The little family, Hugh still hale and healthy, returned to England at the end of 1817 and Anne – still only twenty years old – must have been pleased to be among the family once more as she came to terms with the loss of her two little boys. Richard was now put on half-pay along with many other naval men no longer required for active duty but available for call up if required. Their finances were bolstered by substantial prize money from government as return for his various naval conquests but, as a self-made man with no personal family connections, Richard was conscious of the need for economy and already looking to the future with the careful purchase of a house in the seaside town of Lyme Regis a mile or so from Anne’s old family home.
Life in the seaside spa town was a welcome reprieve for Anne, with her social connections and a husband now at home with time to tend his extensive gardens and a view toward the sea always so much a part of their lives. They were to remain in this house for 17 years, Richard still hoping for a new command and their family growing every year. Young Hugh was soon joined by brothers and sisters at regular intervals. Mary Anne in 1818, Edward May in 1819, Augusta in 1821, Elizabeth Lucy in 1823, Horatio William in 1824, Joseph in 1827, Robert in 1829 and Richard Augustus in 1831. By now Anne has borne 11 children and is 38 years old. Her health has remained strong, she is an excellent hostess and a great support to her husband. Her mother and sisters live nearby, there is money enough for a carriage and servants. Life must have seemed idyllic.
Around the time of Joseph’s birth, Richard began looking for ways to further his wealth and provide a solid future for his sons. He did not have the connections to assure his boys of a solid future as the world now stood. There were limited opportunities for young men now naval careers were restricted. While Edward joined the Royal Naval College at the age of 9, the other children, particularly Hugh at 16, were growing up quickly and the family income was not enough to purchase land for them all, nor set them up adequately in business ventures or even marry the daughters well.

▶ [DATA SECTION]:
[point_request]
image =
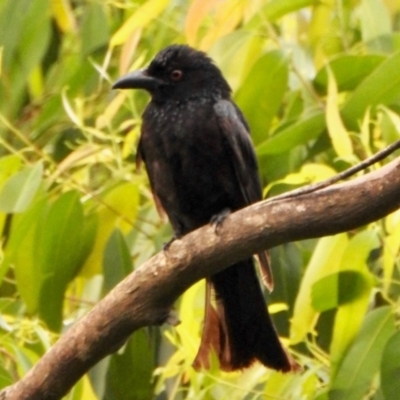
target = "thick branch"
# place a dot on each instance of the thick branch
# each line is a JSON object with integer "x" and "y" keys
{"x": 146, "y": 296}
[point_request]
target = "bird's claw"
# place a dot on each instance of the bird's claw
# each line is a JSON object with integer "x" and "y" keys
{"x": 218, "y": 219}
{"x": 167, "y": 245}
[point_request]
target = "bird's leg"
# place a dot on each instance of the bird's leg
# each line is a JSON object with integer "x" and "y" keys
{"x": 177, "y": 235}
{"x": 167, "y": 245}
{"x": 218, "y": 219}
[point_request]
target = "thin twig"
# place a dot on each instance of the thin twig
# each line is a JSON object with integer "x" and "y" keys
{"x": 379, "y": 156}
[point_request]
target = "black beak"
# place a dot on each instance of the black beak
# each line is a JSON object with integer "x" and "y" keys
{"x": 137, "y": 80}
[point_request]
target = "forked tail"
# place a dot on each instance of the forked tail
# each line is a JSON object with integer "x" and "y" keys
{"x": 239, "y": 328}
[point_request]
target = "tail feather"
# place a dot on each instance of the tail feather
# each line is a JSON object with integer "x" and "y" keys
{"x": 240, "y": 329}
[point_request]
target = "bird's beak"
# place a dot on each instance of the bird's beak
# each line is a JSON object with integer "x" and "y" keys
{"x": 137, "y": 80}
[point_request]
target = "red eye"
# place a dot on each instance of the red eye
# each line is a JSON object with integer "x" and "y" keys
{"x": 176, "y": 75}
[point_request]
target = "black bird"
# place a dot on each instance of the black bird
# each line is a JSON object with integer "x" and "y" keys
{"x": 197, "y": 150}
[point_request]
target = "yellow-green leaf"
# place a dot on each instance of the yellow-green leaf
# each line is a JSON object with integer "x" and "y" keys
{"x": 324, "y": 261}
{"x": 141, "y": 17}
{"x": 340, "y": 138}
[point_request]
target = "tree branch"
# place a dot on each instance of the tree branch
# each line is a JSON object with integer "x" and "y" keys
{"x": 145, "y": 297}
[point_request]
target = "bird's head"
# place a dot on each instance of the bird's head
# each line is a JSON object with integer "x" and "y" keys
{"x": 178, "y": 72}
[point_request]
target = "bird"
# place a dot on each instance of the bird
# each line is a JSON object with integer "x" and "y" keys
{"x": 200, "y": 160}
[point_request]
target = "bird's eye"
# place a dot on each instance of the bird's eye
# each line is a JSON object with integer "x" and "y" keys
{"x": 176, "y": 75}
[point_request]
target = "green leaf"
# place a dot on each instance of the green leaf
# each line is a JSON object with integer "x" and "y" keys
{"x": 362, "y": 361}
{"x": 349, "y": 71}
{"x": 5, "y": 377}
{"x": 325, "y": 259}
{"x": 20, "y": 189}
{"x": 390, "y": 368}
{"x": 132, "y": 368}
{"x": 23, "y": 236}
{"x": 350, "y": 315}
{"x": 299, "y": 133}
{"x": 338, "y": 289}
{"x": 60, "y": 254}
{"x": 94, "y": 28}
{"x": 382, "y": 86}
{"x": 339, "y": 136}
{"x": 8, "y": 166}
{"x": 261, "y": 95}
{"x": 117, "y": 263}
{"x": 375, "y": 19}
{"x": 275, "y": 9}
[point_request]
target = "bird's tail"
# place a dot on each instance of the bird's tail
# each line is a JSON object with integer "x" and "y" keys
{"x": 239, "y": 328}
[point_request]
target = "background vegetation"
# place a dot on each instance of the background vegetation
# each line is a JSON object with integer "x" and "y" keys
{"x": 319, "y": 82}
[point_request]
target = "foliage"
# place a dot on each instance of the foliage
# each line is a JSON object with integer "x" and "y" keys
{"x": 320, "y": 87}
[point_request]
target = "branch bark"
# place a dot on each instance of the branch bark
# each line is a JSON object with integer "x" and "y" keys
{"x": 146, "y": 296}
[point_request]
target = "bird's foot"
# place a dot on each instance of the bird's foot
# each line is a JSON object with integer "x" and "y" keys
{"x": 218, "y": 219}
{"x": 167, "y": 245}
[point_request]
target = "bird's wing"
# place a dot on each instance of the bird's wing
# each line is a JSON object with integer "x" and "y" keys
{"x": 238, "y": 143}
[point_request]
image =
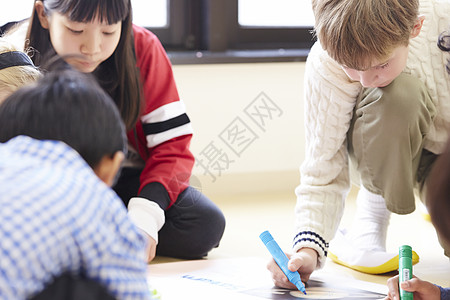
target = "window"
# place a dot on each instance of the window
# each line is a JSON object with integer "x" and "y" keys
{"x": 238, "y": 30}
{"x": 202, "y": 31}
{"x": 279, "y": 13}
{"x": 153, "y": 13}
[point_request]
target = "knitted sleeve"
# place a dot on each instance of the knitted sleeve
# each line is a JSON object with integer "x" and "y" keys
{"x": 329, "y": 101}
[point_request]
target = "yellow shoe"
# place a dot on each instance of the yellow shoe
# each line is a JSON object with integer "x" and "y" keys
{"x": 373, "y": 262}
{"x": 366, "y": 261}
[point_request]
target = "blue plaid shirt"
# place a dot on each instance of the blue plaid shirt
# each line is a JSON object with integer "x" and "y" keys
{"x": 57, "y": 216}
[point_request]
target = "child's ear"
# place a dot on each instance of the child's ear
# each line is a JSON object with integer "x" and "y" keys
{"x": 417, "y": 26}
{"x": 39, "y": 7}
{"x": 108, "y": 167}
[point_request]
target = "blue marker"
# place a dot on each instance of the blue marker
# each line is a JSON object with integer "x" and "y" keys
{"x": 281, "y": 260}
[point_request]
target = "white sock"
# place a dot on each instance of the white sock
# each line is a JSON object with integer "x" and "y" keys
{"x": 369, "y": 228}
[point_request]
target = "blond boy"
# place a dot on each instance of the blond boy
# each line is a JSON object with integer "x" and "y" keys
{"x": 376, "y": 90}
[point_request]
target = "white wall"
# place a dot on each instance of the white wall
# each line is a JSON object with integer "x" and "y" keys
{"x": 217, "y": 94}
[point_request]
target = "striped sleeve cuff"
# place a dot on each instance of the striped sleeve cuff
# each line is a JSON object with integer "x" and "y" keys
{"x": 309, "y": 239}
{"x": 165, "y": 123}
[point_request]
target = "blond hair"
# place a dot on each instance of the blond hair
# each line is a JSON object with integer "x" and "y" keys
{"x": 357, "y": 32}
{"x": 13, "y": 77}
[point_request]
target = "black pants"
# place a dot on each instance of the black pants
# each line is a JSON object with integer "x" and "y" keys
{"x": 194, "y": 224}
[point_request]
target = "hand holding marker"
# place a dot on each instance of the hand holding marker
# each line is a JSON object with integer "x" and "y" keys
{"x": 281, "y": 260}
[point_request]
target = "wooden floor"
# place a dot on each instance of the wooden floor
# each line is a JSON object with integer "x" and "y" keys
{"x": 249, "y": 215}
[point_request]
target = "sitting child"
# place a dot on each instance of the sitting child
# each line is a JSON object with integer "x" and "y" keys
{"x": 16, "y": 69}
{"x": 62, "y": 142}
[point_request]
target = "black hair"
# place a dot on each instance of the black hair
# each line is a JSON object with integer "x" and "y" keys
{"x": 68, "y": 106}
{"x": 118, "y": 75}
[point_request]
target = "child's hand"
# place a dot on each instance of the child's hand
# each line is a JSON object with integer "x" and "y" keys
{"x": 304, "y": 261}
{"x": 150, "y": 250}
{"x": 421, "y": 289}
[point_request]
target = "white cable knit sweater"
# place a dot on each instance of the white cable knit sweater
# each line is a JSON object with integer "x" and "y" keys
{"x": 329, "y": 101}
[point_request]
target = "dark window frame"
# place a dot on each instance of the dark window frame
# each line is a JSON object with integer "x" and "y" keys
{"x": 207, "y": 31}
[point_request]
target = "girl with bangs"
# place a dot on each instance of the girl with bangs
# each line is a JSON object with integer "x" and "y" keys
{"x": 129, "y": 62}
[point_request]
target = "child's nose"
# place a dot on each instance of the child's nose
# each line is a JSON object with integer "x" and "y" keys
{"x": 90, "y": 46}
{"x": 367, "y": 78}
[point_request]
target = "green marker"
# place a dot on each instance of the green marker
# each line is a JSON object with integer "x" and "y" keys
{"x": 405, "y": 269}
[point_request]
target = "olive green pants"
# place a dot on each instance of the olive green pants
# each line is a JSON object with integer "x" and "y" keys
{"x": 386, "y": 139}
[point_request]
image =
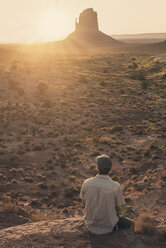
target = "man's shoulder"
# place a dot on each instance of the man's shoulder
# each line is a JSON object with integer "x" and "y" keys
{"x": 116, "y": 184}
{"x": 89, "y": 180}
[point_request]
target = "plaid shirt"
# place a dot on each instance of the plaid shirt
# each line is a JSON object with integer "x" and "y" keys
{"x": 101, "y": 195}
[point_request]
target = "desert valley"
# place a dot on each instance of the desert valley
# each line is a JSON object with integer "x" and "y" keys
{"x": 59, "y": 111}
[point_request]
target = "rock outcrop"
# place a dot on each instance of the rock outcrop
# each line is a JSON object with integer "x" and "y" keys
{"x": 88, "y": 21}
{"x": 87, "y": 33}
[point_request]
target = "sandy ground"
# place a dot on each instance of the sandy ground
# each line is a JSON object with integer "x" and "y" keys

▶ [SHORT PROBLEM]: In the passage above about Anne and Richard's family, rewrite the paragraph beginning "Around the time of Joseph's birth" more briefly, keeping its main facts.

▶ [TASK RESPONSE]: Around Joseph's birth, Richard sought to increase his wealth and secure his sons' futures, since he lacked the connections to do so and naval careers now offered young men fewer openings. Edward entered the Royal Naval College at nine. The other children, especially sixteen-year-old Hugh, were growing up fast, and the family income could not buy land for them all, set them up in business, or marry the daughters well.